** BEGIN **

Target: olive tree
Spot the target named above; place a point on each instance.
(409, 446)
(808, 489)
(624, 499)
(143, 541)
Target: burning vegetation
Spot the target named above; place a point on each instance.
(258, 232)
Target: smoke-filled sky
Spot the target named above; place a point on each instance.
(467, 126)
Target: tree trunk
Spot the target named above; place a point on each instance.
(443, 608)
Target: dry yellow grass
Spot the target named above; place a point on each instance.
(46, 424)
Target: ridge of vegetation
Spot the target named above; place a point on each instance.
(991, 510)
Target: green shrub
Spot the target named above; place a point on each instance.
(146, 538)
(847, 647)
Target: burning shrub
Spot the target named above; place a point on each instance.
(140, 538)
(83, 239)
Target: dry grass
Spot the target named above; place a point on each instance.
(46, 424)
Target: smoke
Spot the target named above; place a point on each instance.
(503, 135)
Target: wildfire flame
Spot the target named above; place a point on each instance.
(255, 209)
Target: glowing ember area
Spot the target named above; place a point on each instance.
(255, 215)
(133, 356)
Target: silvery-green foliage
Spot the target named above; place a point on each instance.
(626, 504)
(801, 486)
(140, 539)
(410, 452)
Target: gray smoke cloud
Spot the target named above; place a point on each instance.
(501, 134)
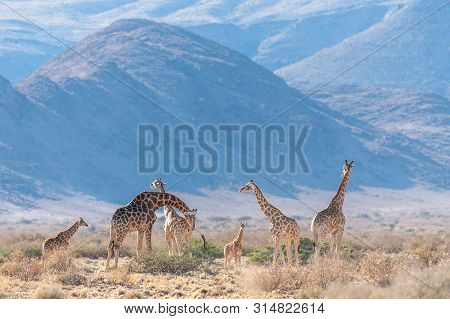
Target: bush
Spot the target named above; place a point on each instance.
(305, 249)
(427, 255)
(72, 278)
(377, 268)
(4, 254)
(48, 292)
(162, 263)
(21, 267)
(97, 251)
(261, 256)
(34, 251)
(60, 261)
(209, 253)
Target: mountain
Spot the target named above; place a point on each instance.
(415, 59)
(274, 34)
(422, 117)
(82, 111)
(23, 48)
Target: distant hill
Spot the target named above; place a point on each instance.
(417, 60)
(78, 130)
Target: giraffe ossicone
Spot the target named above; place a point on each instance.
(331, 220)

** END **

• GIVEN INSTRUCTION: Copy every line of the data above verbatim, leaving out the pictures.

• EXERCISE RESPONSE:
Target: olive tree
Spot the target named above; place a point on each instance.
(409, 446)
(808, 489)
(624, 499)
(143, 541)
Target: burning vegetation
Spot the target named above; place a point on each instance.
(258, 232)
Target: smoke-filled sky
Spot the target named above; place a point on each instance.
(467, 126)
Target: tree trunk
Spot the target named above; place a point on each instance.
(443, 608)
Target: dry yellow grass
Spot the target named above; place a point on each instance.
(46, 424)
Target: ridge of vegetation
Spot the target named above; place a point on each instance.
(991, 510)
Target: green shrub
Spot the target named above; place a point on each instance.
(146, 538)
(847, 647)
Target: burning shrub
Spot the target named above; place a point on each instance.
(140, 538)
(83, 239)
Target: dry grass
Spot the target named above; place a point on each instance.
(46, 424)
Target: smoke
Spot the target named above; place a point on each instance.
(503, 135)
Target: wildfire flame
Spot the target named above; place a point on each instance.
(255, 209)
Target: glowing ember area
Spot the target named above; place a point on each instance.
(255, 215)
(133, 356)
Target: silvery-green foliage
Spot the target named above; place a point on each instance.
(626, 504)
(801, 486)
(140, 539)
(410, 452)
Target: gray smoke cloud
Spot the target named above; place a point on each instance.
(501, 134)
Target: bush
Spot the target named above; place a point on each instance.
(305, 249)
(427, 255)
(72, 278)
(377, 268)
(4, 254)
(48, 292)
(162, 263)
(21, 267)
(97, 251)
(261, 256)
(34, 251)
(60, 261)
(209, 253)
Target: mountain
Spot the target named above; place a point on each instance.
(415, 59)
(274, 34)
(422, 117)
(82, 111)
(23, 48)
Target: distant hill
Spot the target named above; place a point on each instance.
(417, 60)
(78, 130)
Target: giraffe ossicone
Spot the target named above; place a point on each instance.
(331, 220)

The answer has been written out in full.